### [TASK PROMPT]
Swap "deck chair" for "lounge chair" in everything from the line containing "Where can the track" down to the line containing "[[97, 121], [77, 128], [103, 115], [16, 153], [50, 139]]", and give back only those lines with nothing else changed.

[Location labeling records]
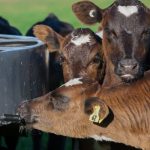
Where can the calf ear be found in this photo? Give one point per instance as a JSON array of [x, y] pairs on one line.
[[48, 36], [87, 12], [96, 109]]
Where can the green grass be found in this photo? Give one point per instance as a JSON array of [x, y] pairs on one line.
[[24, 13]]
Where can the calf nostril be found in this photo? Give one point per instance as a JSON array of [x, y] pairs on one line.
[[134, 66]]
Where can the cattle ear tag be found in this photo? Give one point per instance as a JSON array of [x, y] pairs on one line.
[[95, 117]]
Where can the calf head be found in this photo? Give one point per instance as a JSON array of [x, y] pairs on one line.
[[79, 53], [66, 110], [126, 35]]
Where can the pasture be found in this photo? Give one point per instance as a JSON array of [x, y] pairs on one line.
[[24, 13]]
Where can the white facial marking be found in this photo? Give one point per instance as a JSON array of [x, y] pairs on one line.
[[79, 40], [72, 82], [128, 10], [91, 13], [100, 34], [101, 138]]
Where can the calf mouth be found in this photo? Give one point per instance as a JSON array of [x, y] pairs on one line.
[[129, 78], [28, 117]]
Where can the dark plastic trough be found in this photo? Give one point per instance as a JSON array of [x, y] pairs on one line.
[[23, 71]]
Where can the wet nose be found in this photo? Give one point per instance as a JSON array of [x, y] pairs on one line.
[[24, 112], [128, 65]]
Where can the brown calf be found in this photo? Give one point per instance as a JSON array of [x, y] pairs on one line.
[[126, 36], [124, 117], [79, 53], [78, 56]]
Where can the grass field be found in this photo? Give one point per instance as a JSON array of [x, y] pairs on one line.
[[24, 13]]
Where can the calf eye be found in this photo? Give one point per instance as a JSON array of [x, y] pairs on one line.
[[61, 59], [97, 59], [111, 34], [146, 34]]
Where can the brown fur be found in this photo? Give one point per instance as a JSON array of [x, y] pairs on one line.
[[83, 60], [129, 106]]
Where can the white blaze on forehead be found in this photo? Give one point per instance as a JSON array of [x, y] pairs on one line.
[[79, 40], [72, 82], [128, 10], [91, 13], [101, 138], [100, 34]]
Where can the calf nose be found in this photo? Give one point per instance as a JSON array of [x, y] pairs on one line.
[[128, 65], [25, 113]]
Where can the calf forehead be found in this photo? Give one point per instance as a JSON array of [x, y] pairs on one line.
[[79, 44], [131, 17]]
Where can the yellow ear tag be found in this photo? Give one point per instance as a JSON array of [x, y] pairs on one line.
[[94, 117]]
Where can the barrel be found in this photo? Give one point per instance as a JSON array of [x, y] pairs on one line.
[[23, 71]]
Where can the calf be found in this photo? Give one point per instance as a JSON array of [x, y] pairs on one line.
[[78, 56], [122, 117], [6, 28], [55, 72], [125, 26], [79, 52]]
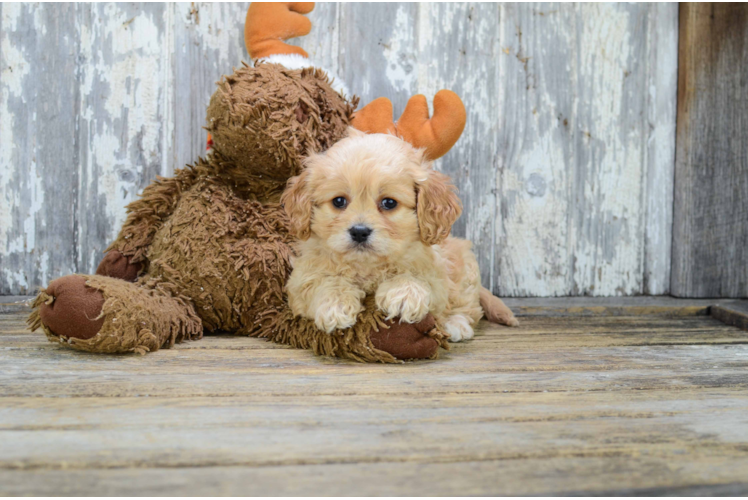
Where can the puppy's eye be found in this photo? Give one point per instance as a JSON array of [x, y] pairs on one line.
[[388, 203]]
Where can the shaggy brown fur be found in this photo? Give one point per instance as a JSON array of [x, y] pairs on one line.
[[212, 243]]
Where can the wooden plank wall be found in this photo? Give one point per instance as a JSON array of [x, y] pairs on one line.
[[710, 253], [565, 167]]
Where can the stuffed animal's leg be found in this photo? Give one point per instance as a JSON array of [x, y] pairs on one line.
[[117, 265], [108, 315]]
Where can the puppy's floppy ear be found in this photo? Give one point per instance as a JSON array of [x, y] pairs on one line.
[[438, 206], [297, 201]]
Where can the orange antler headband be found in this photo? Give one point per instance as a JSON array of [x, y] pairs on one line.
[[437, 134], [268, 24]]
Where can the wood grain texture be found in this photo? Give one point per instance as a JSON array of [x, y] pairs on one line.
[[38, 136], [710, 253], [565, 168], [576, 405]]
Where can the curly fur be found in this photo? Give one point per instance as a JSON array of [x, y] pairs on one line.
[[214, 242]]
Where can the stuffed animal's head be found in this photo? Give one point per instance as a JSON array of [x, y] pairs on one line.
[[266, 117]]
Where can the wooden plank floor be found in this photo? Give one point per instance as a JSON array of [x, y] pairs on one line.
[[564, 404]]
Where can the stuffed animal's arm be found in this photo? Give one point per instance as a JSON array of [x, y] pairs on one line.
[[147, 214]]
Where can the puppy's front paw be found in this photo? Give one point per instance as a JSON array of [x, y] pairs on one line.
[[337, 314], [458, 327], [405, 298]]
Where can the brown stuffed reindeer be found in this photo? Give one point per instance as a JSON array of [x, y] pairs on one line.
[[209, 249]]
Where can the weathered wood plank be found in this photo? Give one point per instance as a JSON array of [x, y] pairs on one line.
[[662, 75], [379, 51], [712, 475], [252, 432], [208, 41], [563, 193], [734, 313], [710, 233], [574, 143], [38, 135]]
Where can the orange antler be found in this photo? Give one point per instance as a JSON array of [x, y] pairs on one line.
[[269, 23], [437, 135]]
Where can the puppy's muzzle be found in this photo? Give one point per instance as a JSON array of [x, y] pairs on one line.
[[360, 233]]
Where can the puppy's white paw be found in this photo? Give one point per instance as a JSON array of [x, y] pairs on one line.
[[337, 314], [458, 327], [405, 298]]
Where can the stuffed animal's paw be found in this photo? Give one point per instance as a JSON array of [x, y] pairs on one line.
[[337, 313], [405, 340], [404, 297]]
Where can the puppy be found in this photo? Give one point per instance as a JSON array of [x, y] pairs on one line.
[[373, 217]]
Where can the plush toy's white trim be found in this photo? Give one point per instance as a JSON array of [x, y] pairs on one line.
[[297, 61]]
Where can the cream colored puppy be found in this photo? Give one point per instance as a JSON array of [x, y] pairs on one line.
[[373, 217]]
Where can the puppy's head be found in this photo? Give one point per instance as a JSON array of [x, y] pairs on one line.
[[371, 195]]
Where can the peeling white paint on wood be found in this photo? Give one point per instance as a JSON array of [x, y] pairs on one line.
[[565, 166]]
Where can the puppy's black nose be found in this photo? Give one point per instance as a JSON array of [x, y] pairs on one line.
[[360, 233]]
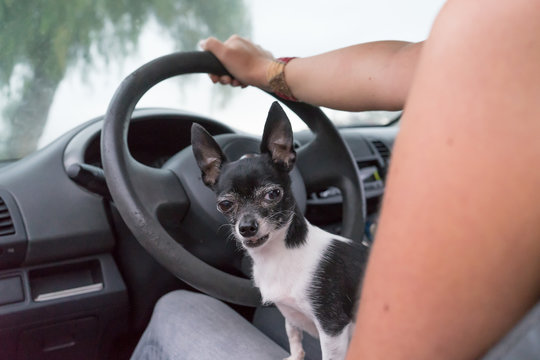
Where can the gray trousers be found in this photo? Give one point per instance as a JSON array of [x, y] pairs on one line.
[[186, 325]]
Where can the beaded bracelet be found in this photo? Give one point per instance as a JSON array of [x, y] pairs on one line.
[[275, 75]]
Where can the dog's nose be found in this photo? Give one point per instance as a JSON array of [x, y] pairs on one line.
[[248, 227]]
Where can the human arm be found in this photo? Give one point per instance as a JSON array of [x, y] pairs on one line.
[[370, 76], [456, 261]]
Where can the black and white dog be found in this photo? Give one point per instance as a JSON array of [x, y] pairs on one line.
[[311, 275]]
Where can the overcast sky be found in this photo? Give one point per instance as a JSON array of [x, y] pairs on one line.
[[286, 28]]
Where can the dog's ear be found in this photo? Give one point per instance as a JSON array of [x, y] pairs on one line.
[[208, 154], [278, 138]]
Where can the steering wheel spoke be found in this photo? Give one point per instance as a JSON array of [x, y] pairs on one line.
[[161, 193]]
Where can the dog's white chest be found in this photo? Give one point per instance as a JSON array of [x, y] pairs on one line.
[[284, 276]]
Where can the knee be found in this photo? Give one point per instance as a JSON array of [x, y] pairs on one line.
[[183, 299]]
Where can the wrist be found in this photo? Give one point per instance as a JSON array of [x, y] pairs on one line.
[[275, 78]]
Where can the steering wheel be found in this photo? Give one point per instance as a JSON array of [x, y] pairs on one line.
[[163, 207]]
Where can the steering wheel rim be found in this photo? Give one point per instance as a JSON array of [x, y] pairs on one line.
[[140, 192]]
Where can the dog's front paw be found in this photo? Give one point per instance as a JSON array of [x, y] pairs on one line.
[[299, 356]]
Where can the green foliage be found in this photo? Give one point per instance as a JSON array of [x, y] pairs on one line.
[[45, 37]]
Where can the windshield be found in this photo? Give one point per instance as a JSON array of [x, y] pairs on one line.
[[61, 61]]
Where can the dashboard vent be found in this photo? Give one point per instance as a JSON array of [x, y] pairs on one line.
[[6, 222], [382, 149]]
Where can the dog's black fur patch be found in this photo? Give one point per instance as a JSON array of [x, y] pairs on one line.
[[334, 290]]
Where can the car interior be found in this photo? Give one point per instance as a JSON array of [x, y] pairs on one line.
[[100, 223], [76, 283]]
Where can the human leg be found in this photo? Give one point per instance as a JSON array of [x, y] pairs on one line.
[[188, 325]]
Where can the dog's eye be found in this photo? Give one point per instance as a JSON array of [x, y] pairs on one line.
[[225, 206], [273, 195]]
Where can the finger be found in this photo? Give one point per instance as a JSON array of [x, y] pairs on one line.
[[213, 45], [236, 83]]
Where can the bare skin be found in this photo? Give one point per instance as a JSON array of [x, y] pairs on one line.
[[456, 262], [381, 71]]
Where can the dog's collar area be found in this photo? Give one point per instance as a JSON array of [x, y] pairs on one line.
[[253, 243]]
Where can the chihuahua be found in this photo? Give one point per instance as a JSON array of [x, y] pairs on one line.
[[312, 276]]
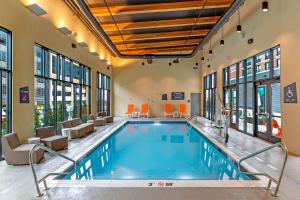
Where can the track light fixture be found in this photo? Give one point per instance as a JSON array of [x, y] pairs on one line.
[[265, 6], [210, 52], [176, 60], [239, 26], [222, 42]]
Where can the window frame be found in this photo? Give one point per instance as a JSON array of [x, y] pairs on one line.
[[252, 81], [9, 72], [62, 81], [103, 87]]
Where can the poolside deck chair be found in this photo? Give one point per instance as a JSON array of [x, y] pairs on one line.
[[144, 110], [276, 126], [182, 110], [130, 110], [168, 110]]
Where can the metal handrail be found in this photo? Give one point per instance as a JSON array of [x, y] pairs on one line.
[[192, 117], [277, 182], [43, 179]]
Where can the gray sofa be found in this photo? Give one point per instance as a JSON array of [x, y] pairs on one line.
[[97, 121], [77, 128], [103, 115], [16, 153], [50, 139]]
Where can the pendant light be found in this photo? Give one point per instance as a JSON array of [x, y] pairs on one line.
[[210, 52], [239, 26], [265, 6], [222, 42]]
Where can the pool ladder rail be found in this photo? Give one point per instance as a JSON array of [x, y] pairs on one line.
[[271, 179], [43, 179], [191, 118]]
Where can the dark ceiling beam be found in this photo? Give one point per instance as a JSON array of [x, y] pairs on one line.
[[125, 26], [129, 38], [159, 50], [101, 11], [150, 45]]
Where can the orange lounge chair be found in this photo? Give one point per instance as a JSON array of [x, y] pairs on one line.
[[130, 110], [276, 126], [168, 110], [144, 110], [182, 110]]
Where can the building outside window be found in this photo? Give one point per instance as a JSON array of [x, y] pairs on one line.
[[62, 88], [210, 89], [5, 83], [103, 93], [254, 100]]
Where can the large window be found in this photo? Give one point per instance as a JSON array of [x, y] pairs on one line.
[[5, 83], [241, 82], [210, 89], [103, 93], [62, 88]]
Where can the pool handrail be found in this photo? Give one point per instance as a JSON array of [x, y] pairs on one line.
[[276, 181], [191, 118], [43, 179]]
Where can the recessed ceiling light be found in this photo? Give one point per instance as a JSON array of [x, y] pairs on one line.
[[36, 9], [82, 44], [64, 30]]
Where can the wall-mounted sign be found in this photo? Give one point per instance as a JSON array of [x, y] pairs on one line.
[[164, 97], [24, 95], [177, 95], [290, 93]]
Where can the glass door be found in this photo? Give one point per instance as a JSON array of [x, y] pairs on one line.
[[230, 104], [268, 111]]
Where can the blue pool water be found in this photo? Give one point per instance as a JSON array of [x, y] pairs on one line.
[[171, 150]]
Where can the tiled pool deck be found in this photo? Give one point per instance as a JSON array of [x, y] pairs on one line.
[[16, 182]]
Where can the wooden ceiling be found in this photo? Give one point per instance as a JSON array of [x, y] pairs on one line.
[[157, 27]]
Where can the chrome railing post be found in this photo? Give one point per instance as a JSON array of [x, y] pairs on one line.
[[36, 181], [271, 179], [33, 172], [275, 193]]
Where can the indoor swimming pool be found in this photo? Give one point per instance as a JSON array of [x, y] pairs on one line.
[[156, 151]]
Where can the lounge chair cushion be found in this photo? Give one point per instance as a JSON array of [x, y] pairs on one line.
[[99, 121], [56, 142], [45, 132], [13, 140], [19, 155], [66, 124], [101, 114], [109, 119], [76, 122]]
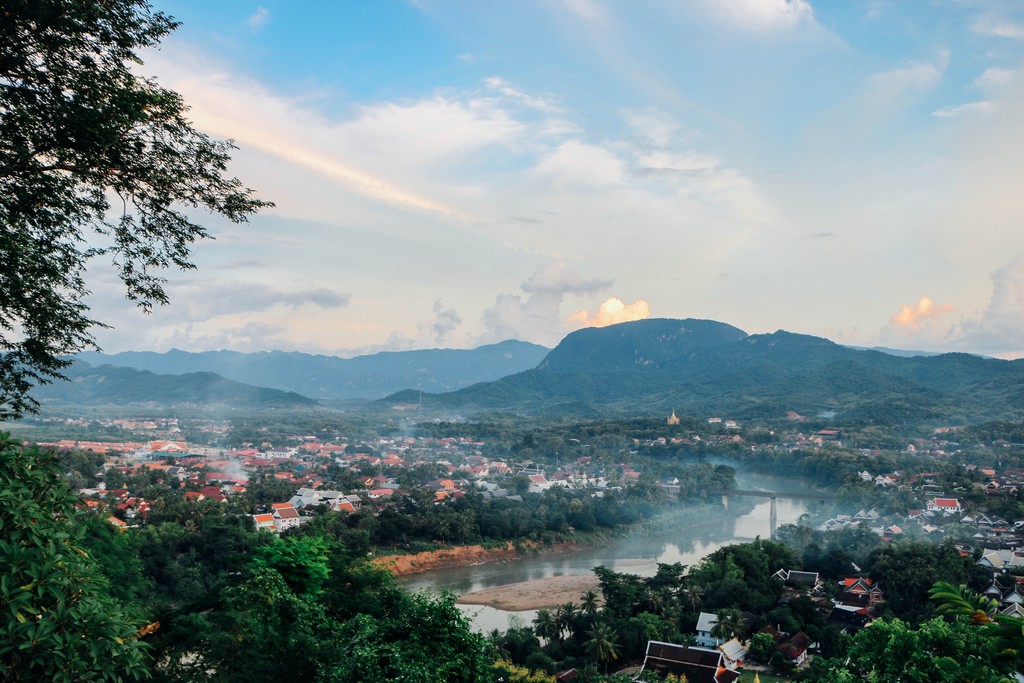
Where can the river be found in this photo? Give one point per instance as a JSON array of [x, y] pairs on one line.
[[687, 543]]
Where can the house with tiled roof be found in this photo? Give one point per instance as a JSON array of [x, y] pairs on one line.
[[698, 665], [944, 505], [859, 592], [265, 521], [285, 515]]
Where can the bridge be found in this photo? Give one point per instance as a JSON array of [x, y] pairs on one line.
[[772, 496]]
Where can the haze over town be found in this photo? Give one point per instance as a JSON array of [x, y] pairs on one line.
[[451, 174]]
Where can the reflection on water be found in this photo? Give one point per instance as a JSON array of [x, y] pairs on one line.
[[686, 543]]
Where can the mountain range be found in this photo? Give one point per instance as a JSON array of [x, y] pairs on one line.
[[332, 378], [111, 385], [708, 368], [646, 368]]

### [THE COMPLETED TASK]
Where can the track light fixture be found in this photo? Give one point per instance as a JSON array of [x, y] pairs on one line.
[[265, 6], [210, 52], [176, 60], [239, 26], [222, 42]]
Where can the window frame be found in this photo? Give one point per instance as a JSON array of [x, y] pairs on one line.
[[252, 81], [9, 72], [62, 81], [103, 87]]
Where can the poolside lounge chair be found in this photo? Give one point per instance as a JSON array of [x, y] pairs on one line.
[[144, 110], [276, 126], [182, 110], [130, 110], [168, 110]]
Where can the metal handrail be found in this photo? Give one point per instance as a JSON array of [x, y] pairs on one line.
[[192, 117], [277, 182], [43, 179]]
Where can the gray sofa be found in this photo? Give one point per instance as a JSON array of [x, y] pairs on one line.
[[97, 121], [77, 128], [103, 115], [16, 153], [50, 139]]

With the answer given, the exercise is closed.